Aim of the task:
Return only this: the line with "short brown hair." and all the lines that follow it below, through the final one, exactly as they are.

* START Items *

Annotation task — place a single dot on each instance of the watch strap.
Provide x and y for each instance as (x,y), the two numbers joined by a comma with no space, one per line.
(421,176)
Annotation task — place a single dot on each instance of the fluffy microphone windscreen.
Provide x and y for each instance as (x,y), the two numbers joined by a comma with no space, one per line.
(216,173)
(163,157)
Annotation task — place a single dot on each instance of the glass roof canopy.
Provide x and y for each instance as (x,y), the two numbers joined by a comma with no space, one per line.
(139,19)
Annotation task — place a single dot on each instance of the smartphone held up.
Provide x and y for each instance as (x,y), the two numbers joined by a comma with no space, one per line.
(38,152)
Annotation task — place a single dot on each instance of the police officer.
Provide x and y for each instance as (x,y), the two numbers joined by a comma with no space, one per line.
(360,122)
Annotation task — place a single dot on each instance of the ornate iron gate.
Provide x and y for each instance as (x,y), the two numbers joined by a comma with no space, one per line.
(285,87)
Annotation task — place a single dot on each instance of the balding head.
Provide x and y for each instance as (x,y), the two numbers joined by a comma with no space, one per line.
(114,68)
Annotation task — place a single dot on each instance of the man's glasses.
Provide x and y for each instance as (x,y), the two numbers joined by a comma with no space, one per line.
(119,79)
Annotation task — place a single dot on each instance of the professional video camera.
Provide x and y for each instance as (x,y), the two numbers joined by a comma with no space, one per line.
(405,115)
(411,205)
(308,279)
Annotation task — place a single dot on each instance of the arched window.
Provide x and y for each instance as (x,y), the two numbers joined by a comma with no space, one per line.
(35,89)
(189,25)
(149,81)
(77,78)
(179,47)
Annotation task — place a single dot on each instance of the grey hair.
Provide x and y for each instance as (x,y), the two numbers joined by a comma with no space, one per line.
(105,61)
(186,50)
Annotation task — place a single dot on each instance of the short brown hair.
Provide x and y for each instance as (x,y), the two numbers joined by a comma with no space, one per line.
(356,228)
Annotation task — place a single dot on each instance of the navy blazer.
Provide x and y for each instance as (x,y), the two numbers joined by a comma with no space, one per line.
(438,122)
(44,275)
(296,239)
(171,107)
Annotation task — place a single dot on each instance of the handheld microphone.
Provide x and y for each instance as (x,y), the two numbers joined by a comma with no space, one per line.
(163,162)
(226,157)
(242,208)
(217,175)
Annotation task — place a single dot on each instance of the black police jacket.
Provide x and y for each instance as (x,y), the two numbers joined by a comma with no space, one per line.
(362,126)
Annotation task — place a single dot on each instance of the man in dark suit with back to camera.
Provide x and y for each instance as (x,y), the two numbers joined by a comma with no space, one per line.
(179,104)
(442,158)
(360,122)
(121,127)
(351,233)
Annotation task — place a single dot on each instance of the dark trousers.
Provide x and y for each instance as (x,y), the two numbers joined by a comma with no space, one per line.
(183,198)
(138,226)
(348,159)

* END Items *

Solution to this task:
Annotation task — place a single dot on each instance of the short brown hair.
Provide x and y for each instance as (x,y), the two numbers joined by a comma with no space, one per line.
(356,228)
Annotation task — place a single dot on each instance of the navy blazer.
Provide x and y for each instance as (x,y), the two numbers joined by a comma with no space, one per line.
(438,122)
(44,275)
(296,239)
(171,107)
Annotation task — place a single dot on each instance of the handheld microphone.
Provide x and y for each instance as (x,y), the two numbers joined by a comma with no space, one per line.
(163,162)
(226,157)
(242,208)
(217,175)
Annotation task — place a single dot on each instance of the black police jacket.
Provide x and y for each instance as (x,y), the two numbers joined by a comma with no space, one per line.
(362,126)
Annotation task — place a single dot on each instance of the man in dark suit with back to camera.
Provide x and y for each instance as (x,y), the two numbers joined by a comma with no space, one per line.
(179,104)
(442,158)
(360,122)
(121,127)
(351,233)
Annotation task — place a single dot on each instance of the dark trousers.
Provide x and y for each instance as (x,y), the two numbers joined by a comma with no space, one per line.
(183,198)
(138,226)
(348,159)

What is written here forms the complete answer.